Bro. You want to cosplay Reinhardt, Yasuo, or Zhongli tapi rasa macam "mana aku nak buat armor tu?" — EVA foam is your answer.
Serious talk: 90% of professional-looking cosplay armor you see at Comic Fiesta and TAGCC is EVA foam. Bukan fiberglass, bukan 3D print mahal-mahal. Foam biasa yang boleh beli kat Shopee for under RM50 sehelai. The magic is in the technique, not the material.
This guide will walk you through everything — tools, cutting, heating, painting, sealing. By the end you'll know exactly what to buy and how to start your first armor build.
Why EVA Foam?
EVA (Ethylene-Vinyl Acetate) foam is the craft foam used in yoga mats, floor tiles, and shoe soles. Cosplayers discovered it ages ago because:
- Lightweight — wear full plate armor without dying of exhaustion
- Cheap as hell — RM5–15 per sheet on Shopee
- Easy to shape — heat it up, bend it, done
- Paintable — holds acrylic, Plasti-Dip, spray paint beautifully
- Forgiving — mess up? Sand it down and retry
For gaming characters specifically (Overwatch heroes, LoL fighters, Genshin Impact archons), EVA foam is the move. Those games have geometric, angular armor designs that EVA handles perfectly.
The Tools You Need
Mandatory (Cannot Skip)
Heat Gun — RM45–120
This is your most important tool. Heat guns soften EVA foam so you can bend, curve, and shape it into 3D forms. Without one, you're stuck with flat pieces.
- Budget pick: Generic 1800W heat gun from Shopee — RM45–65
- Mid: Bosch PHG 500-2 — RM120, way more control
- Search "heat gun cosplay" or "hot air gun" on Shopee, tons of options
⚠️ Don't use a hair dryer as substitute. Not hot enough, takes forever, damages dryer. Get a proper heat gun.
Craft Knife / Box Cutter — RM8–25
For cutting foam cleanly. A sharp blade is everything — dull blades tear foam and ruin edges.
- Olfa knife (RM20–25) — best value, blades stay sharp
- Spare blades: WAJIB. Change blade whenever cutting starts feeling draggy.
Cutting Mat — RM15–35
Protect your table, guide your cuts. Self-healing mats from Shopee work fine.
Metal Ruler — RM10–20
Straight cuts. Always use metal, not plastic (knife will dig into plastic ruler).

_LISTED ENTRIES_
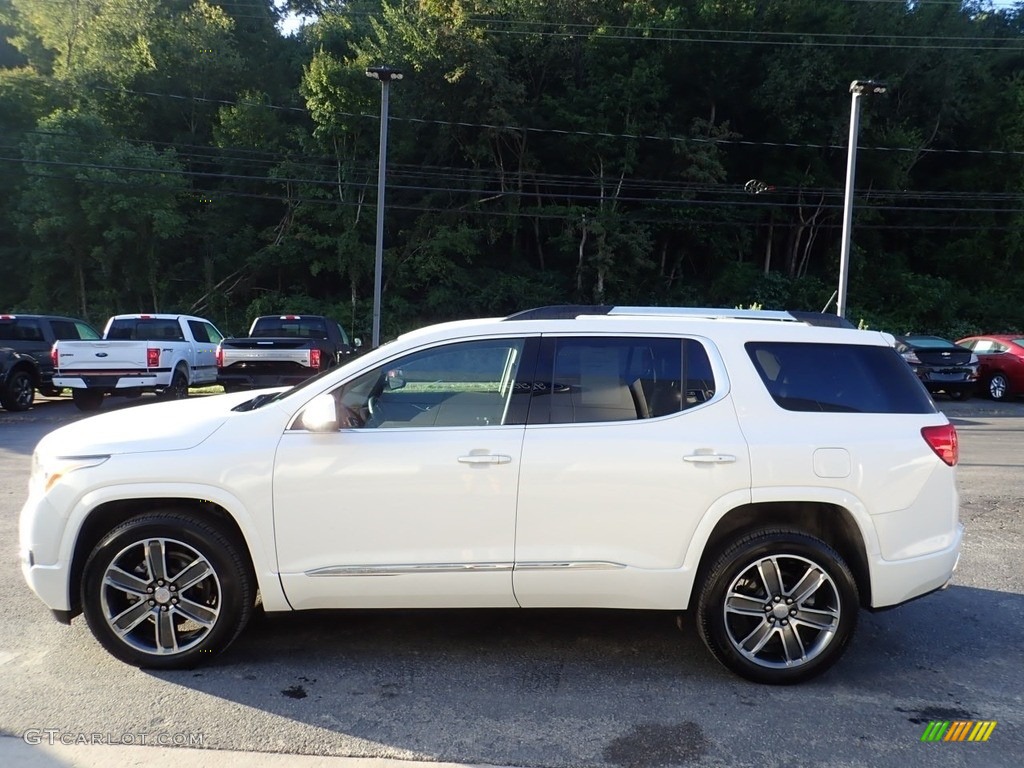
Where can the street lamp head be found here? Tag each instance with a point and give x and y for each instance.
(383, 73)
(865, 87)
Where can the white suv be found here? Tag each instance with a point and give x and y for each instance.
(773, 472)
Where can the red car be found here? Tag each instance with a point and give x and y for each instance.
(1001, 357)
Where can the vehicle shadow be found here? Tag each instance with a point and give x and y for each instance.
(518, 687)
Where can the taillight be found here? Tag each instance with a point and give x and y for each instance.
(943, 441)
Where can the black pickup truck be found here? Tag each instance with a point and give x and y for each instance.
(26, 366)
(281, 350)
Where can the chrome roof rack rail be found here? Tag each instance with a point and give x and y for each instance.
(570, 311)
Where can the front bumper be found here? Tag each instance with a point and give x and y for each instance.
(44, 570)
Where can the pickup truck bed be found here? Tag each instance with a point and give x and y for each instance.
(163, 353)
(282, 350)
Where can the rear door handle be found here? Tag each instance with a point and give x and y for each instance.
(710, 459)
(484, 459)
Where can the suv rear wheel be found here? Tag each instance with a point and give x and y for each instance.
(778, 606)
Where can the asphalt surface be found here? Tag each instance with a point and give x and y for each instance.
(558, 689)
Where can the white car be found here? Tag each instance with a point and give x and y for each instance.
(771, 472)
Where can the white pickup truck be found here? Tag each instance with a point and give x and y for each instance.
(163, 353)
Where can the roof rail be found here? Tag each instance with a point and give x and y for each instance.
(561, 311)
(569, 311)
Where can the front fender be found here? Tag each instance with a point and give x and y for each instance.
(258, 535)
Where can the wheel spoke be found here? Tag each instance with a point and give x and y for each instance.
(771, 577)
(793, 646)
(808, 584)
(200, 613)
(743, 604)
(195, 572)
(128, 583)
(167, 641)
(155, 559)
(818, 620)
(757, 639)
(130, 617)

_TO-DO LIST_
[1] Echo the EVA foam guide from "Bro. You want" up to and including "first armor build.".
[2] Do these statements agree with the EVA foam guide? (a) A hair dryer can stand in for a heat gun. (b) The Bosch PHG 500-2 costs RM120. (c) A plastic ruler is recommended for straight cuts.
[3] Which craft knife does the EVA foam guide call the best value?

_ANSWERS TO THE PROBLEMS_
[1]
Bro. You want to cosplay Reinhardt, Yasuo, or Zhongli tapi rasa macam "mana aku nak buat armor tu?" — EVA foam is your answer.
Serious talk: 90% of professional-looking cosplay armor you see at Comic Fiesta and TAGCC is EVA foam. Bukan fiberglass, bukan 3D print mahal-mahal. Foam biasa yang boleh beli kat Shopee for under RM50 sehelai. The magic is in the technique, not the material.
This guide will walk you through everything — tools, cutting, heating, painting, sealing. By the end you'll know exactly what to buy and how to start your first armor build.

[2]
(a) No: "Don't use a hair dryer as substitute."
(b) Yes: "Bosch PHG 500-2 — RM120, way more control"
(c) No: "Always use metal, not plastic (knife will dig into plastic ruler)."

[3] The Olfa knife (RM20–25).